* Task list *
1. In the Prunus perulata text, give the passage again starting at "Species of tree" and ending at "edges of gaps.", with "raceme" changed to "panicle".
2. Turn the paragraph of the Prunus perulata text that begins "Its fruit are consumed" into a short bulleted list that keeps its main facts.

* Passage to read *
◇ ◇ ◇ ◇ ◇

Prunus perulata

Scientific classification
- Kingdom: Plantae
- Clade: Tracheophytes
- Clade: Angiosperms
- Clade: Eudicots
- Clade: Rosids
- Order: Rosales
- Family: Rosaceae
- Genus: Prunus
- Subgenus: Prunus subg. Padus
- Species: P. perulata
- Binomial name: Prunus perulata Koehne
- Synonyms: Padus perulata (Koehne) T.T.Yu & T.C.Ku;

= Prunus perulata =

- Authority: Koehne
- Synonyms: Padus perulata (Koehne) T.T.Yu & T.C.Ku

Species of tree

Prunus perulata () is a species of bird cherry native to Sichuan and Yunnan in China, preferring to grow at 2400–3200 m. It is a tree typically 6–12 m tall. Its flowers are borne on a raceme, quite small, with dull white to creamy-yellow petals. Its closest relative is Prunus buergeriana, from which it is morphologically and genetically distinct.

==Ecology==
Its fruit are consumed by the endangered Yunnan snub-nosed monkey, Rhinopithecus bieti. It is a forest gap specialist, taking advantage of treefalls to establish at the shadier edges of gaps.

◇ ◇ ◇ ◇ ◇

* Dataset *

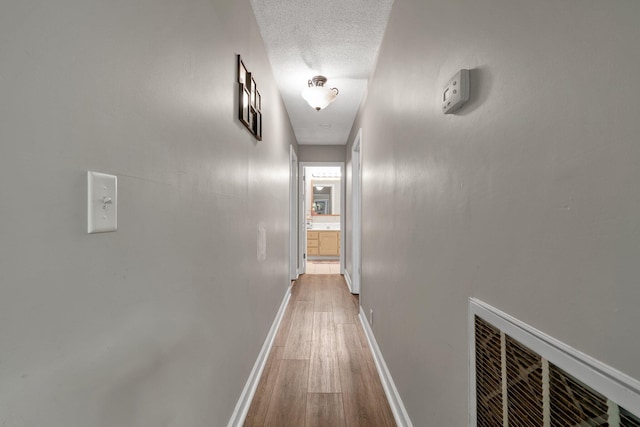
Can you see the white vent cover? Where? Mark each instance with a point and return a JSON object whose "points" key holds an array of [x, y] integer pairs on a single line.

◇ ◇ ◇ ◇ ◇

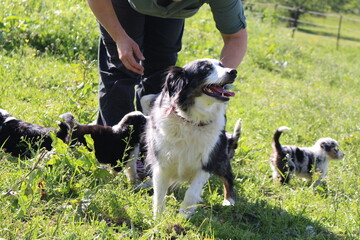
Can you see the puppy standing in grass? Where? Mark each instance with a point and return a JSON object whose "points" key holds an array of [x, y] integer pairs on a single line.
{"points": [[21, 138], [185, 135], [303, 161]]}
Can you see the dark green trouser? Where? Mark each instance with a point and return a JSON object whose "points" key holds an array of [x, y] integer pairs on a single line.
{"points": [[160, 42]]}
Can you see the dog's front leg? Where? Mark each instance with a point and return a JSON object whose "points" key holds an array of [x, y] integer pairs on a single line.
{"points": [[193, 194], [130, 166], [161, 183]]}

◇ ◇ ◇ ◇ ◇

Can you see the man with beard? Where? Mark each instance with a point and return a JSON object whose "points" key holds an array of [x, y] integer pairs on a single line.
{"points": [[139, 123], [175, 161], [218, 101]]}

◇ ◇ ◇ ◇ ◇

* Problem solutions *
1.
Species of tree

Prunus perulata () is a species of bird cherry native to Sichuan and Yunnan in China, preferring to grow at 2400–3200 m. It is a tree typically 6–12 m tall. Its flowers are borne on a panicle, quite small, with dull white to creamy-yellow petals. Its closest relative is Prunus buergeriana, from which it is morphologically and genetically distinct.

==Ecology==
Its fruit are consumed by the endangered Yunnan snub-nosed monkey, Rhinopithecus bieti. It is a forest gap specialist, taking advantage of treefalls to establish at the shadier edges of gaps.

2.
- Its fruit are eaten by the endangered Yunnan snub-nosed monkey, Rhinopithecus bieti.
- It is a forest gap specialist.
- It uses treefalls to establish at the shadier edges of gaps.